● What is required:
Decide whether each statement agrees with the passage on mixed skill levels in one classroom. Answer yes or no, and quote the deciding words. (a) The teacher should keep two or three activities beyond what the class is expected to get through. (b) Children who finish early should wait quietly until the slower children are done. (c) The lesson should end with each child still working on a separate task.

● Document passage:
[start]

8. For different skill levels in the same classroom: always prepare more activities for the children than you think will be necessary. As children finish with the activity set for them, they can start on another activity, rather than sit around being bored (and restless) whilst you are working with the kids who are slower/ have difficulties. For example, the kids who have finished writing the letter “N” can draw the letter N in different colours, different sizes, or draw things beginning with the letter N, or pick out the letter “N” from a collection of letters in different fonts you cut out from magazines or from elsewhere, pick their favourite, glue it on a fresh sheet of paper and draw a thing with “N” as a gift for their mum, cut out objects beginning with “N” from magazines (if they can be trusted with scissors) etc. Always have 2-3 activities in excess of what you think you will manage with the class. And since you will devote a lot of intense attention to the slower kids, balance that out by playing little games with the other kids – for instance, each of them gets a “secret” task (one game like the one above, or drawing something in particular), and once they are done, they have to whisper it to the next quicker finisher etc, in a sort of Chinese whisper of tasks. Or you can make a to-do about drawing tasks out of a hat – than they also have the suspense of the drawing stuff out of a hat kind. This way, the quicker kids don’t feel neglected, whilst your closer, still playful and light interaction with the slower kids takes place. And if you manage to keep it light and all in the spirit of “everybody has their own task/ plays their own game”, the slower kids won’t end up feeling dumb. Important – draw everybody together again with a final activity before the end of the lesson.

[end]

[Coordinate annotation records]

[start]

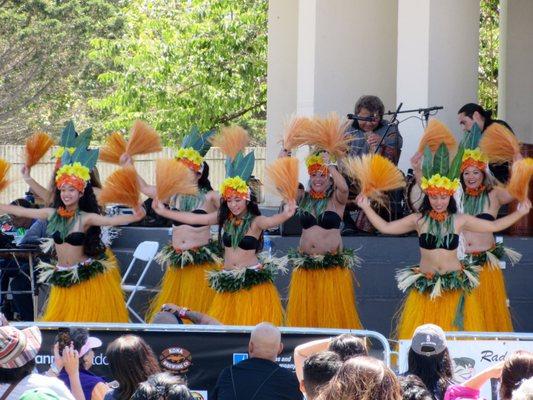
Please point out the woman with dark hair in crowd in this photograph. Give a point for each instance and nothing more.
(191, 253)
(439, 289)
(163, 386)
(516, 368)
(131, 361)
(245, 293)
(430, 360)
(93, 386)
(86, 279)
(362, 378)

[end]

● Answer for the task:
(a) Yes: "Always have 2-3 activities in excess of what you think you will manage with the class."
(b) No: "they can start on another activity, rather than sit around being bored (and restless)"
(c) No: "draw everybody together again with a final activity before the end of the lesson."